**TEXT ZUR ANALYSE**:
—————

Als erster Impuls zur Implementierung des Gender-Mainstreaming-Ansatzes über das MFAS in die Landesverwaltung hinaus wurde von unserem Haus im März 1999 eine Veranstaltung angeboten. In dieser Veranstaltung, die sich in erster Linie an alle Führungsverantwortlichen der obersten Landesbehörden und der Bezirksregierungen richtete, wurde von 2 Referentinnen aus Brüssel über den Gender-Mainstreaming-Ansatz informiert. Giesela Lange vom Referat Chancengleichheit für Männer und Frauen, Kinder- und Familienfragen in der Generaldirektion V der Europäischen Kommission referierte über "Strukturen und Erfolge des Gender-Mainstreaming in der Europäischen Gemeinschaft" und Annette Niemeyer-Martinez, damals stellvertretende Kabinettschefin im Kabinett Dr. Monika Wulf-Mathies, über Gender-Mainstreaming am Beispiel der Europäischen Strukturfonds mit dem Vortragstitel "Frauen-Macht-Regionalpolitik".
Ministerin Merk hat in einem Schreiben zu der Veranstaltung persönlich eingeladen. Um sicher zu stellen, dass die Ministerien nicht nur ihre Frauenbeauftragten schicken, wurde über die Staats-sekretärsrunde vereinbart, dass die Häuser ihre Führungskräfte schickten. Immerhin waren von den ca. 220 Personen die Hälfte männliches Führungspersonal. Ich muss leider sagen, dass auf dieser Veranstaltung ein Hauptproblem, - zumindest wurde es so formuliert - der Begriff des Gender-Mainstreaming war. Kollegen, die nur von Benchmarking, Controlling etc. sprechen, hatten nun das Problem mit einem englischen Begriff und waren der Meinung, dass wir einen deutschen finden sollten.
Da wir die Abwehrmechanismen aus 10 Jahren Frauenpolitik kannten, hatten wir zunächst davon Abstand genommen, Organisationsstrukturen (Gender-Mainstreaming-Beauftragte, eine Lenkungsgruppe etc.) zu fordern, weil wir vermuteten, dass der Widerstand zu groß sei. Um die Kollegen und Kolleginnen zu gewinnen, haben wir zum Schluss dieser Veranstaltung vorgeschlagen, im Jahr 2000 ein Hearing durchzuführen, in dem die einzelnen Häuser ihre Gender-Mainstreaming-Projekte vorstellen können.

—————

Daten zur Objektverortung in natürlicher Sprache
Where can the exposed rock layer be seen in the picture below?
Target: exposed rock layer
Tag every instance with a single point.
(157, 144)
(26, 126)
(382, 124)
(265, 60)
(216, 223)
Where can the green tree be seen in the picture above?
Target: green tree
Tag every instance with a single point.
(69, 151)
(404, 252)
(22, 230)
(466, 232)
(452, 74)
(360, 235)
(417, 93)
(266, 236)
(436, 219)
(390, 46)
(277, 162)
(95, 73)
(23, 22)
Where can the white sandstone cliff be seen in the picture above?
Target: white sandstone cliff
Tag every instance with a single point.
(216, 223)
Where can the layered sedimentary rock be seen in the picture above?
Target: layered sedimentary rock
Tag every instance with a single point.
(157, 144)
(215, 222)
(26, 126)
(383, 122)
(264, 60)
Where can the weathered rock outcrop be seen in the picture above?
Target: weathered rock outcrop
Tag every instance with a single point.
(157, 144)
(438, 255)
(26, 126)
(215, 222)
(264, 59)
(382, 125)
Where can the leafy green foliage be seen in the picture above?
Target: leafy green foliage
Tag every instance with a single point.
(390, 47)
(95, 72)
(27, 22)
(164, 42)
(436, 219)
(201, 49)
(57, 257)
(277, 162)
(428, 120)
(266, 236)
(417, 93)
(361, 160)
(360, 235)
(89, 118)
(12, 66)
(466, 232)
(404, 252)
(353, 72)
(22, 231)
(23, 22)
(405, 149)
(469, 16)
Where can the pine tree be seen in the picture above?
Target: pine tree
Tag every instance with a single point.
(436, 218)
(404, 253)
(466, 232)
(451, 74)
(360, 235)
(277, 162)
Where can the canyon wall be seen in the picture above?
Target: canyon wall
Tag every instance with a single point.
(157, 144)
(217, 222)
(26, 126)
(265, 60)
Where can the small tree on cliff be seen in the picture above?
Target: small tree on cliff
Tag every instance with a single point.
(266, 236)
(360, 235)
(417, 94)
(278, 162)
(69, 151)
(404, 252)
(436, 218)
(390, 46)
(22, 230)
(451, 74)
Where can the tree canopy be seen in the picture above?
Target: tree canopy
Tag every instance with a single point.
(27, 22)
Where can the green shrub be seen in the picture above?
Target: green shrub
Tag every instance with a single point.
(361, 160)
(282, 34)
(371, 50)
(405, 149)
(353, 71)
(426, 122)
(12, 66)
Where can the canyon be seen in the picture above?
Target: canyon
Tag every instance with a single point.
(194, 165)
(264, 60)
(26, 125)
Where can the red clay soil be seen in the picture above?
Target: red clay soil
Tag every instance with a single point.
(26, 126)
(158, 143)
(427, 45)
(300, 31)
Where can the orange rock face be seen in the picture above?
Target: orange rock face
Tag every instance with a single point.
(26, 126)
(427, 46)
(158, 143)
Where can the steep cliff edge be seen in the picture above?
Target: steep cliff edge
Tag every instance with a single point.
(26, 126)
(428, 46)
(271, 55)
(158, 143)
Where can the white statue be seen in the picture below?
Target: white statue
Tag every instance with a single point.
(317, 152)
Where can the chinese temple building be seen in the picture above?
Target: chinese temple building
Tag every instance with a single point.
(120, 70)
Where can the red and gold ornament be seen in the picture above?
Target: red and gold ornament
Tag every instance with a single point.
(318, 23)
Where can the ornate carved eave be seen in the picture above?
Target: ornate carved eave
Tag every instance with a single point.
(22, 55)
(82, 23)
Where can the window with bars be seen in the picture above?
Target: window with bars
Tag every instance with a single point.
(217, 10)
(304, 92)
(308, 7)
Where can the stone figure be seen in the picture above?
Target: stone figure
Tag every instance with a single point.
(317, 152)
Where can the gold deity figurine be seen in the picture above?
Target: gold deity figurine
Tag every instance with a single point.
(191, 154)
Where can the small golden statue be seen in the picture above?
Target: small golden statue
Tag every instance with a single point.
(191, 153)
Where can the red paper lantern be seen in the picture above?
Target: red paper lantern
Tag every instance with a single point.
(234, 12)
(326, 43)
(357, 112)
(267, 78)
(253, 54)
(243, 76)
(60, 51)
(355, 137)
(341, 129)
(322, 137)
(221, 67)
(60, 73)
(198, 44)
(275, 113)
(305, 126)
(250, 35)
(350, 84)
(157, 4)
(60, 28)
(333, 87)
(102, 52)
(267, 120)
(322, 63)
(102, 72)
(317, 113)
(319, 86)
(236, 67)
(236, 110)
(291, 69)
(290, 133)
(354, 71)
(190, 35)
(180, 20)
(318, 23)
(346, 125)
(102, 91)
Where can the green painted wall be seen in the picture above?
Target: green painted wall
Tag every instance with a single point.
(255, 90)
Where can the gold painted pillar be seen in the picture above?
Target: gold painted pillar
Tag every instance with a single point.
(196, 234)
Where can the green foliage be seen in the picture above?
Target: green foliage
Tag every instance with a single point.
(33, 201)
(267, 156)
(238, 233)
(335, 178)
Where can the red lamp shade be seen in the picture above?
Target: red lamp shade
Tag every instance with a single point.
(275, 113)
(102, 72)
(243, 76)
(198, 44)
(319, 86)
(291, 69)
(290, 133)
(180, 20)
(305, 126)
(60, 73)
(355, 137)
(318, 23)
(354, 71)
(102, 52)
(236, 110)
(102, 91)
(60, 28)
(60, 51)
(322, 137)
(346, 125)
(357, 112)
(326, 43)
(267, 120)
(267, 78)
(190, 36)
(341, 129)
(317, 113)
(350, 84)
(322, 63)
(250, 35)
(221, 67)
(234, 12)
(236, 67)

—————

**ZU BEARBEITEN**:
a. Aktualisiere im Text zum Gender-Mainstreaming den Abschnitt, der mit den Worten „Ministerin Merk hat“ beginnt und mit „deutschen finden sollten.“ endet, und setze dabei „Leitungskräfte“ an die Stelle von „Führungskräfte“.
b. Beantworte anhand des Textes zum Gender-Mainstreaming:
(i) In welchem Monat und Jahr wurde die Veranstaltung angeboten?
(ii) Wie viele Personen nahmen ungefähr an der Veranstaltung teil?
(iii) In welchem Jahr sollte das vorgeschlagene Hearing stattfinden?

**LÖSUNGEN**:
a.
Ministerin Merk hat in einem Schreiben zu der Veranstaltung persönlich eingeladen. Um sicher zu stellen, dass die Ministerien nicht nur ihre Frauenbeauftragten schicken, wurde über die Staats-sekretärsrunde vereinbart, dass die Häuser ihre Leitungskräfte schickten. Immerhin waren von den ca. 220 Personen die Hälfte männliches Führungspersonal. Ich muss leider sagen, dass auf dieser Veranstaltung ein Hauptproblem, - zumindest wurde es so formuliert - der Begriff des Gender-Mainstreaming war. Kollegen, die nur von Benchmarking, Controlling etc. sprechen, hatten nun das Problem mit einem englischen Begriff und waren der Meinung, dass wir einen deutschen finden sollten.

b.
(i) Im März 1999.
(ii) Ungefähr 220 Personen.
(iii) Im Jahr 2000.